═════ Task material
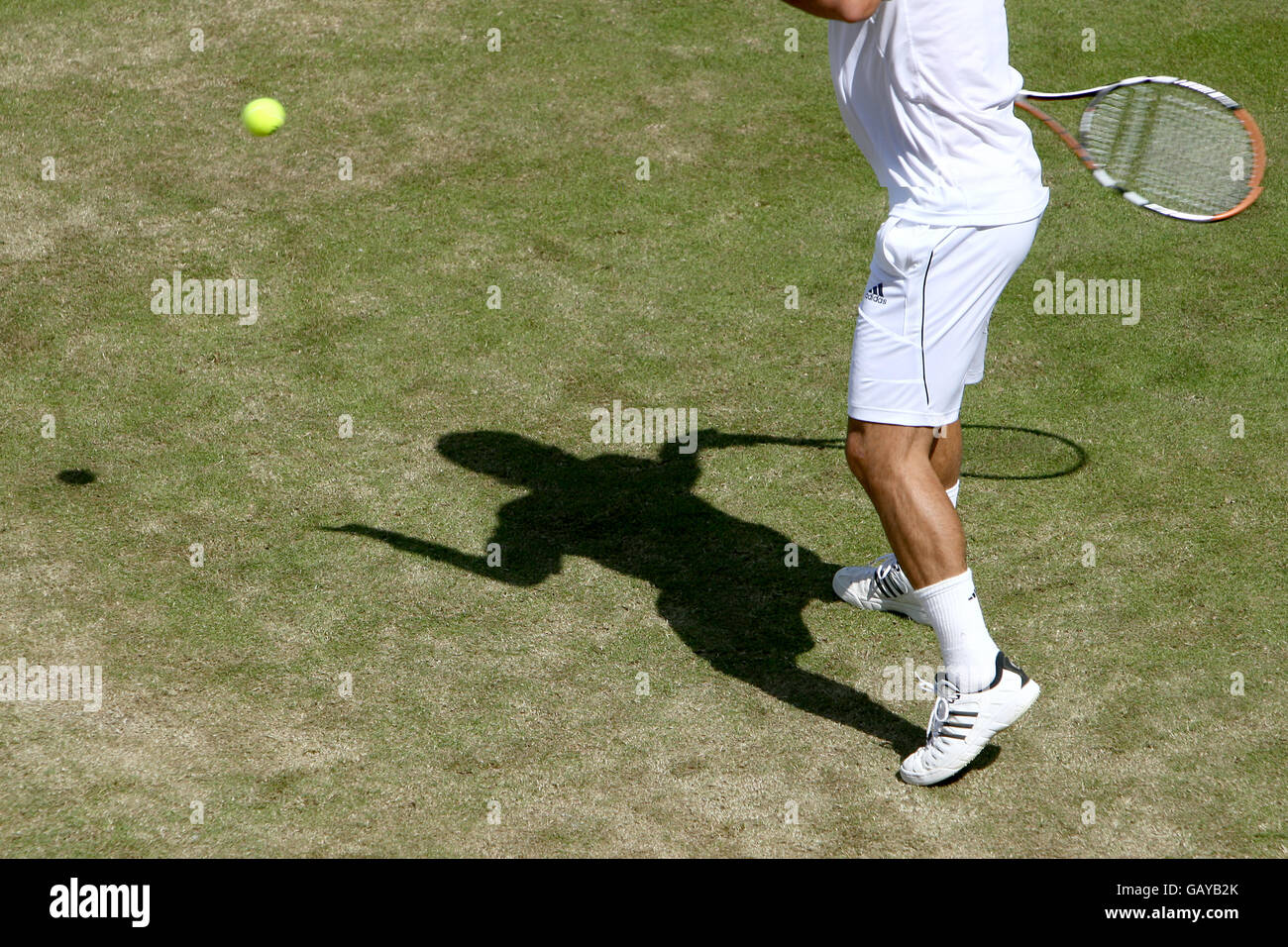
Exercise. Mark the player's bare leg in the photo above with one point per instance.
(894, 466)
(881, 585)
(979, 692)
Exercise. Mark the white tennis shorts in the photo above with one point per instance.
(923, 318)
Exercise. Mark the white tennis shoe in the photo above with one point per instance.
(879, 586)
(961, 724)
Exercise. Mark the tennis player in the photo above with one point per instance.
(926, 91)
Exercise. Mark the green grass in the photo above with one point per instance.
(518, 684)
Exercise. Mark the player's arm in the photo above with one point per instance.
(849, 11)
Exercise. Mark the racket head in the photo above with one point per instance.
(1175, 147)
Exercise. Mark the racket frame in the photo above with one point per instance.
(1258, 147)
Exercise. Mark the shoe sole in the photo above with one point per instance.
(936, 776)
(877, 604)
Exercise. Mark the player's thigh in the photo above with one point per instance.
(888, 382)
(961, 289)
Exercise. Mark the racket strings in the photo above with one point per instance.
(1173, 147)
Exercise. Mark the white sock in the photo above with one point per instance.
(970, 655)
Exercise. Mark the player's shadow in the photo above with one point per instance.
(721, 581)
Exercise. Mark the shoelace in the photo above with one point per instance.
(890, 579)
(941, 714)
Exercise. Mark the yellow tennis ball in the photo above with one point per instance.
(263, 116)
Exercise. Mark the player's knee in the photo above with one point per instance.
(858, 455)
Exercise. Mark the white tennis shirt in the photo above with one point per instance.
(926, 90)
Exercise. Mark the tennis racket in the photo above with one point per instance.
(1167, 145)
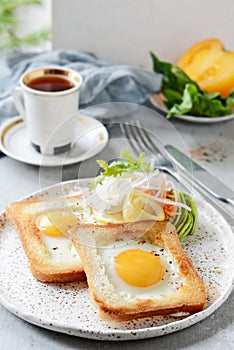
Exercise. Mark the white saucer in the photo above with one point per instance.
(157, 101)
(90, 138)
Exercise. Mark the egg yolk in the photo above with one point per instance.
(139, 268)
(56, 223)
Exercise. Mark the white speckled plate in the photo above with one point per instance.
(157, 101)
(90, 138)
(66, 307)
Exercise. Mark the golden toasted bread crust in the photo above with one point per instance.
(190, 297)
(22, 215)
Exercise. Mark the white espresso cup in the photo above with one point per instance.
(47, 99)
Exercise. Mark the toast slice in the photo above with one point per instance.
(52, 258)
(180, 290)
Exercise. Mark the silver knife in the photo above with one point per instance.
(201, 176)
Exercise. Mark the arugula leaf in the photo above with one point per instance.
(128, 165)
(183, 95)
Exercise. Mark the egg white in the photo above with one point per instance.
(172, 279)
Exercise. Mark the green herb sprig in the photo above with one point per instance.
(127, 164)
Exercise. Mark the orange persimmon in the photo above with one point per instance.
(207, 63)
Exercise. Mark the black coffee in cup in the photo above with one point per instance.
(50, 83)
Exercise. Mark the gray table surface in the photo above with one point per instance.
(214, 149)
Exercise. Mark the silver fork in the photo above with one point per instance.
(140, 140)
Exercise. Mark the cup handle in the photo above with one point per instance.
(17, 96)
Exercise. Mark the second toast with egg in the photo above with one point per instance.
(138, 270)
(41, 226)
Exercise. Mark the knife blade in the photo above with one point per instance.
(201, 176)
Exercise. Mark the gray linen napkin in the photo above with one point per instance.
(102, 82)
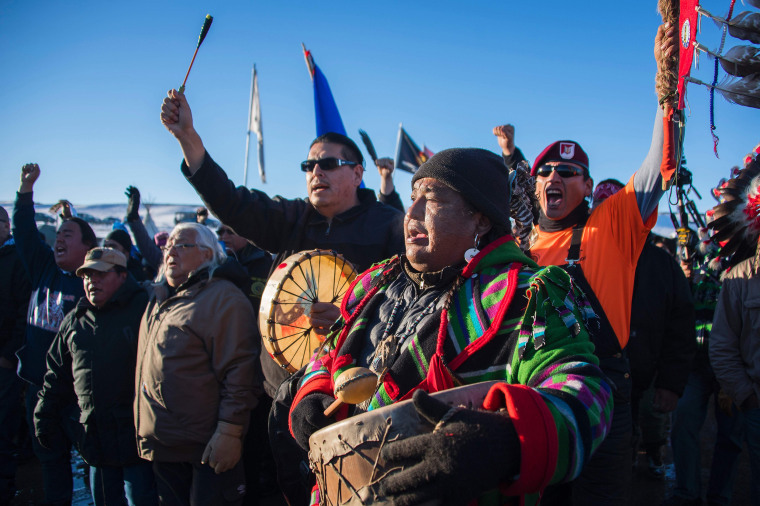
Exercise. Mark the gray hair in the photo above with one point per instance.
══════════
= Task brief =
All entries above must be printed again verbatim, with images excluded.

= Answer section =
Exercise. Mark the player's bare leg in the photo above with one point per instance.
(894, 466)
(881, 585)
(979, 692)
Exercise. Mark the white tennis shorts in the photo above with one point per instance.
(923, 318)
Exercise. Mark the white tennis shoe in the photo above with one point per instance.
(879, 586)
(961, 724)
Exercise. Mark the tennis player in the photo above with one point per instance.
(926, 91)
Exercise. Mark the green grass in the photo above with one point per instance.
(518, 684)
Exercise. Mark the player's arm in the photo above with one point per instance.
(849, 11)
Exercise. Mark the racket head in the photo above with one point per instance.
(1175, 147)
Exercise. Mark the racket frame in the photo above with one point per instance.
(1258, 147)
Exercise. Mark the shoe sole in the photo above with one point per instance.
(936, 776)
(877, 604)
Exercise. Mark the player's thigh in the photo above with one point per instance.
(888, 382)
(961, 289)
Exercise. Mark the racket strings in the photo above with one point per instance.
(1173, 147)
Exercise. Mark the white sock in the photo above with one point per instance.
(970, 655)
Exercise. Mark the player's shadow in the photo above with one point per instance.
(721, 581)
Exercise. Mark the shoelace in the photo above with one point per instance.
(890, 579)
(941, 714)
Exercise. Mark the yellow tennis ball in the photo above with one point per instance.
(263, 116)
Exercise. Mark the player's knee in the photo above with one point per instance.
(858, 455)
Exercise. Mark the white tennis shirt in the photo above with one point per instance.
(926, 90)
Exercise. Mark the tennis racket in the photo above with one point per instance.
(1167, 145)
Exercise. Mark the white saucer in the photo above with one point per instance.
(157, 101)
(90, 138)
Exercise. Mark the egg yolk in the photo above with one point per instance.
(139, 268)
(56, 223)
Exercise. Mark the white speckled plate in the photo above with one point per instance.
(157, 101)
(90, 138)
(66, 307)
Exercise. Mark the golden toasted bread crust in the photo above with one point per instance.
(190, 297)
(22, 215)
Exercise. Mark the white espresso cup in the photo above with one point per instance.
(47, 99)
Exercise. Mark the toast slice in the photo above with one point per instance.
(52, 258)
(180, 290)
Exercise. Mark the silver knife in the photo above with one point per instance.
(201, 176)
Exercise. Mark the arugula leaf in the photo above with one point per instance.
(128, 165)
(183, 95)
Exercise. Mark the egg white in the photo above with one point per instance.
(172, 279)
Exercise. Mark the green herb sprig in the photo above with one point per instance.
(127, 164)
Exercise. Mark the orange persimmon in the photo above with one point per instance.
(207, 63)
Exercise. Mark the black coffee in cup in the photo above with one point per instance.
(50, 83)
Exercise. Mark the gray table surface in the photo above with one point per instance.
(214, 149)
Exercise. Mark the silver fork in the photo above with one point per instance.
(140, 140)
Exercise. Mark the cup handle in the photo above with one point per instance.
(17, 96)
Exercise. Mark the second toast with egg in the photo above with one point per instance.
(138, 270)
(41, 226)
Exercise. Mark the knife blade in the photo above with one point per instance.
(201, 176)
Exercise. Mark the gray linen napkin in the photo above with one point per instance.
(102, 82)
Exercise. Mark the gray hair in the photo above with one point per instance.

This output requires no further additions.